**Excerto da página**:
━━━━━━━━━━━━━━━━━━━━

Joana I, a Louca (Toledo, 6 de
Novembro de 1479 — Tordesilhas, 11 de Abril de 1555), La Loca em
espanhol, a terceira filha de Fernando II de Aragão e Isabel I de
Castela, foi rainha de Castela (1504-1555) e Aragão (1516-1555) e mãe de
Carlos V de Habsburgo do Sacro Império Romano-Germânico.
Infanta da Coroa de Castela
Desde pequena considerada muito
bela e inteligente, recebeu uma esmerada educação, própria a uma infanta
e improvável herdeira da Castela, baseada na obediência, ao contrário
da exposição pública e da aprendizagem de governo, requeridos na
instrução de um príncipe. No estrito e itinerante ambiente da corte
castelhana da sua época, Joana foi uma boa aluna no comportamento
religioso, urbanidade, boas maneiras e comportamento próprios da corte,
sem esquecer as artes, como a dança e a música, entretenimento como a
equitação e o conhecimento das línguas românicas da Península Ibérica
para além do francês e do latim. Entre os seus principais preceptores se
encontraram o sacerdote dominicano Andrés de Miranda, a amiga e tutora
da rainha Isabel, Beatriz Galindo, apelidada de "a latina" e,
provavelmente a sua mãe.

━━━━━━━━━━━━━━━━━━━━

**Dados apresentados**:
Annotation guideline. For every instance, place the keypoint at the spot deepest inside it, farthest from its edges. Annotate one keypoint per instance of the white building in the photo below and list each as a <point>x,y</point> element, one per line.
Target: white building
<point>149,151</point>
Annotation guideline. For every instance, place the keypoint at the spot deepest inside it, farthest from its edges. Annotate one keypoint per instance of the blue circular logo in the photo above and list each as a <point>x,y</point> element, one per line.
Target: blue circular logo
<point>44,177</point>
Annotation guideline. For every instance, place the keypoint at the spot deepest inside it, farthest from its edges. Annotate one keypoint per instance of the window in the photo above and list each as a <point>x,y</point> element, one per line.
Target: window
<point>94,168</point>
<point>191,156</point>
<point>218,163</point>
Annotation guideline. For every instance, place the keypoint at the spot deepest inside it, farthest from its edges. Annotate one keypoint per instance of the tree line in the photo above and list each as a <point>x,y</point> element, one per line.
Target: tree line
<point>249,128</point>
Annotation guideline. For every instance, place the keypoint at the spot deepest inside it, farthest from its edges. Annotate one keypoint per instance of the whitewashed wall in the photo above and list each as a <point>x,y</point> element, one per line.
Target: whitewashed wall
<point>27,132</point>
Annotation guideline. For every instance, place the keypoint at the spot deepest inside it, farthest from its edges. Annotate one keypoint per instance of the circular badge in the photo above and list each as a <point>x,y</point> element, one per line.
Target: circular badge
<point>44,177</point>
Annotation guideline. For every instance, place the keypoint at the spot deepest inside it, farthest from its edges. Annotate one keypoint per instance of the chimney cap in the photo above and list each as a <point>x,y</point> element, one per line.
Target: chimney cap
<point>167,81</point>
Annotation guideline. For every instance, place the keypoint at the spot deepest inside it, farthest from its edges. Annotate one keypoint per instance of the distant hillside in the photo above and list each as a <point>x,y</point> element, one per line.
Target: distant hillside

━━━━━━━━━━━━━━━━━━━━

**Tarefa do exercício 1**:
Na listagem, troque "keypoint" por "marker" nas linhas começando na que contém "of the window" e terminando na que contém "<point>218,163</point>", sem alterar mais nada, e apresente apenas essas linhas.
**Tarefa do exercício 2**:
Dê continuidade ao texto sobre Joana I, a Louca, a partir da última frase apresentada.
O excerto e a listagem são materiais independentes um do outro.

**Resposta do exercício 1**:
Annotation guideline. For every instance, place the marker at the spot deepest inside it, farthest from its edges. Annotate one marker per instance of the window in the photo above and list each as a <point>x,y</point> element, one per line.
Target: window
<point>94,168</point>
<point>191,156</point>
<point>218,163</point>

**Resposta do exercício 2**:
A casa real incluía religiosos
(confessor, sacristão, distribuidor de esmolas e capelões), oficiais
administrativos (mordomos, camareiros, cavalariços, todos nas suas
hierarquias, e ainda um contador, um tesoureiro e um secretário),
pessoal encarregado da alimentação (cozinheiros, mestre-sala, padeiro,
reposteiro, copeiros e catadores), pessoal encarregado da saúde e
protecção, e outro pessoal (criadas e escravas canárias),
meticulosamente seleccionados por seus pais sem a sua participação. Ao
contrário de Joana, o seu irmão, D. João de Aragão, Príncipe das
Astúrias e de Gerona, começou a encarregar-se da casa e das posses
territoriais como treino para o governo do seu futuro reino.
Arquiduquesa, duquesa, condessa e senhora
Como era costume na Europa da
época, Isabel e Fernando negociaram os casamentos de todos os seus
filhos de modo a assegurar objectivos diplomáticos e estratégicos.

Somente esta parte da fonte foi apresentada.